Required tasks ▸
- 1) Reproduce the part of the commit notice starting with "Author: Rob Clark" and going on through "the postsched-cp pass.".
- 2) According to the commit notice, in which other pass will valid_flags also be needed?

Source document ▸
Mesa (master): freedreno/ir3/cp: extract valid_flags

GitLab Mirror gitlab-mirror at kemper.freedesktop.org
Tue Jun 16 21:14:02 UTC 2020


Module: Mesa
Branch: master
Commit: a60d48a863d8e9d459562b874c463cd798f47a87
URL:    http://cgit.freedesktop.org/mesa/mesa/commit/?id=a60d48a863d8e9d459562b874c463cd798f47a87

Author: Rob Clark <robdclark at chromium.org>
Date:   Thu May 14 09:31:32 2020 -0700

freedreno/ir3/cp: extract valid_flags

We'll also need this in the postsched-cp pass.

Signed-off-by: Rob Clark <robdclark at chromium.org>
Part-of: <https://gitlab.freedesktop.org/mesa/mesa/-/merge_requests/5280>

---

 src/freedreno/ir3/ir3.c    | 170 ++++++++++++++++++++++++++++++++++++++++++
 src/freedreno/ir3/ir3.h    |   2 +
 src/freedreno/ir3/ir3_cp.c | 180 ++-------------------------------------------
 3 files changed, 178 insertions(+), 174 deletions(-)

Information given ▸
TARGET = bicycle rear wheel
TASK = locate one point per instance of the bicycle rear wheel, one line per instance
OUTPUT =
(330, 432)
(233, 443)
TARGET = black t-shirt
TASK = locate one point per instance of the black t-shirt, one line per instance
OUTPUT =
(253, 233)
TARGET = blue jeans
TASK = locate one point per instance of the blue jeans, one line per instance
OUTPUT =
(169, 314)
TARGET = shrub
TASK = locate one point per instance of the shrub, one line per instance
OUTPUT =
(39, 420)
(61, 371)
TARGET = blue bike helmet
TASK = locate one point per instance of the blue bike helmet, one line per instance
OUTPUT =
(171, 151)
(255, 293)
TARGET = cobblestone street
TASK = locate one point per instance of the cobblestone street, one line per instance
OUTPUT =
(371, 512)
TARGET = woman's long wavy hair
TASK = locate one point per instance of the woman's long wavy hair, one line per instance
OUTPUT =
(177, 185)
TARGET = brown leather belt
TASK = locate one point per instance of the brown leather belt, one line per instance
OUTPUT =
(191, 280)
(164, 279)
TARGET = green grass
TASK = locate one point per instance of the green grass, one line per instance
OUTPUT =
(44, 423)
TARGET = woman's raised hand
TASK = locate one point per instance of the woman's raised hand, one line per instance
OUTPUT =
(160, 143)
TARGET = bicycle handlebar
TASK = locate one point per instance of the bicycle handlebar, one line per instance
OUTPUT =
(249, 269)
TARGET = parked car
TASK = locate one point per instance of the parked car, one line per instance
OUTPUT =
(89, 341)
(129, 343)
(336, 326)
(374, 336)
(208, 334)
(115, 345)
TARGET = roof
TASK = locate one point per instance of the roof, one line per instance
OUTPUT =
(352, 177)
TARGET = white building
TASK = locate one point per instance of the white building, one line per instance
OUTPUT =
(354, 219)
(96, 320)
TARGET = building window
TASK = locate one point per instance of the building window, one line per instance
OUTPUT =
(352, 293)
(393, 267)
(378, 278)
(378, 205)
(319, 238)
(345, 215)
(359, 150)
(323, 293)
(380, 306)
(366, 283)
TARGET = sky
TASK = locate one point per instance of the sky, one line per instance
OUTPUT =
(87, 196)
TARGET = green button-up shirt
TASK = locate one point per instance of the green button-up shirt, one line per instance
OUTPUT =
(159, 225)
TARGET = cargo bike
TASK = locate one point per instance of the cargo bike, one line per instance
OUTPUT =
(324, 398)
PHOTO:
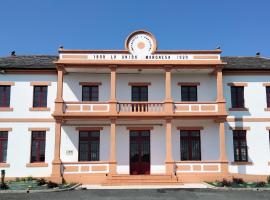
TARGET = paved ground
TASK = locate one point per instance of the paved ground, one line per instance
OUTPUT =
(168, 194)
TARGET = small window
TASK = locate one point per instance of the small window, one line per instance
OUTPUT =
(40, 96)
(268, 96)
(89, 145)
(139, 93)
(240, 146)
(188, 93)
(190, 145)
(4, 96)
(90, 93)
(237, 96)
(38, 146)
(3, 146)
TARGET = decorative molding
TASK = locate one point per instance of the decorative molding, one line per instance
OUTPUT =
(246, 128)
(89, 128)
(90, 83)
(139, 83)
(135, 128)
(190, 128)
(189, 83)
(45, 83)
(237, 84)
(39, 129)
(39, 109)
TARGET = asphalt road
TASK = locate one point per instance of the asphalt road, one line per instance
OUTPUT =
(169, 194)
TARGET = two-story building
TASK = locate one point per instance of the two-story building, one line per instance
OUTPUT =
(138, 115)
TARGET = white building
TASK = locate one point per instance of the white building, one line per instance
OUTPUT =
(103, 116)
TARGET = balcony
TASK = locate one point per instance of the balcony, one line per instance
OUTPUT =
(143, 108)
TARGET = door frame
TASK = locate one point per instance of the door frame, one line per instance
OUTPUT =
(141, 129)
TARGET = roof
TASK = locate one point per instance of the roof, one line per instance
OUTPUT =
(28, 62)
(47, 62)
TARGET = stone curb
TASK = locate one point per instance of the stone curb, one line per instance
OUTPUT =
(40, 191)
(236, 189)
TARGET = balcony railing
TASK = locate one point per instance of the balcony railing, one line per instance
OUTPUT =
(140, 107)
(196, 107)
(86, 107)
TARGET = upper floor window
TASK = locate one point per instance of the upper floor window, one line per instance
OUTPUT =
(268, 96)
(188, 93)
(3, 146)
(237, 97)
(190, 145)
(240, 146)
(89, 145)
(40, 96)
(38, 146)
(4, 96)
(139, 93)
(90, 93)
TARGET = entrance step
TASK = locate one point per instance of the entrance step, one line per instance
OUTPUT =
(141, 180)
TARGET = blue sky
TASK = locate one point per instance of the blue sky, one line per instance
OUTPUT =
(240, 27)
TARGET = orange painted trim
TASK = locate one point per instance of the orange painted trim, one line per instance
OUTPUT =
(139, 83)
(205, 57)
(251, 119)
(46, 83)
(37, 164)
(28, 71)
(87, 162)
(266, 84)
(39, 109)
(241, 163)
(27, 120)
(237, 84)
(189, 83)
(89, 128)
(6, 109)
(90, 83)
(133, 128)
(238, 109)
(190, 128)
(4, 165)
(6, 129)
(7, 83)
(247, 128)
(39, 129)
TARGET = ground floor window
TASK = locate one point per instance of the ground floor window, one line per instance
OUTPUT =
(38, 146)
(89, 145)
(190, 145)
(240, 146)
(3, 146)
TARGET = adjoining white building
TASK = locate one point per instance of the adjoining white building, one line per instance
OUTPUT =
(107, 116)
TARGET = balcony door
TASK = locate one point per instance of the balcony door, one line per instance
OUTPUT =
(139, 152)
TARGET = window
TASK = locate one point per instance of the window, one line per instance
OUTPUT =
(40, 96)
(139, 93)
(38, 146)
(190, 145)
(237, 97)
(268, 96)
(90, 93)
(240, 146)
(4, 96)
(3, 146)
(188, 93)
(89, 145)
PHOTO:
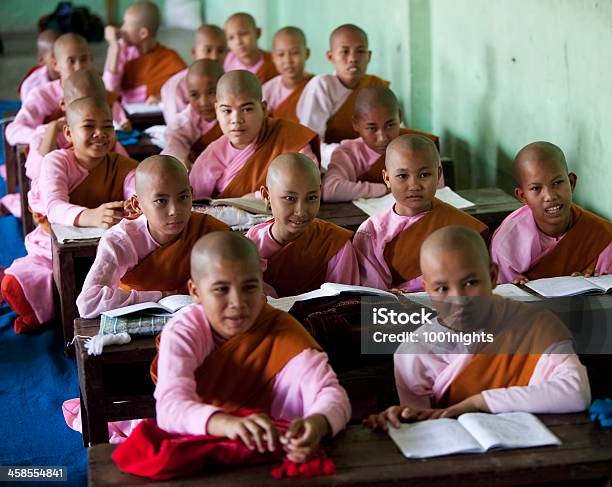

Answer set ▸
- 1)
Author: Rob Clark <robdclark at chromium.org>
Date:   Thu May 14 09:31:32 2020 -0700

freedreno/ir3/cp: extract valid_flags

We'll also need this in the postsched-cp pass.

- 2) The postsched-cp pass.